WHAT YOU HAVE TO DO:
List each line from the records that follow which contains the string "below", with case taken into account.

MATERIAL SHOWN:

===

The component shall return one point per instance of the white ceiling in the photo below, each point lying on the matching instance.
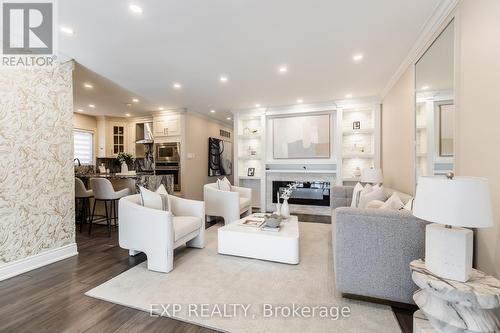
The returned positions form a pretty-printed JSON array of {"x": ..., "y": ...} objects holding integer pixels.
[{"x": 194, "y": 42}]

===

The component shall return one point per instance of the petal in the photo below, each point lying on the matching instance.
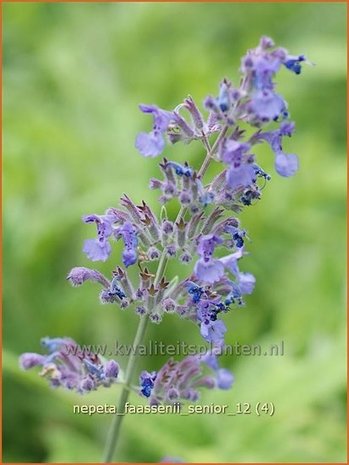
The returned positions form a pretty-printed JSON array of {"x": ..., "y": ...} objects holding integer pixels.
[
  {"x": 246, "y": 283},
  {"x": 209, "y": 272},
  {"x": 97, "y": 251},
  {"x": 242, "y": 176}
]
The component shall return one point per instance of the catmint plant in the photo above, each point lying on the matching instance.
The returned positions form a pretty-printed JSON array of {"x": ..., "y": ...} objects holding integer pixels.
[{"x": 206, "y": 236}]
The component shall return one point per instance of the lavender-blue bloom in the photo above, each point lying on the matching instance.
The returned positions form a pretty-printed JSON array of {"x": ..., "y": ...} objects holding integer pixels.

===

CORRECT RESPONSE:
The component shall return one point per instance of the white ceiling in the photo below, each point lying on the matching instance.
The component shall return one point per instance of the petal in the photo below, each point lying on the matching instance.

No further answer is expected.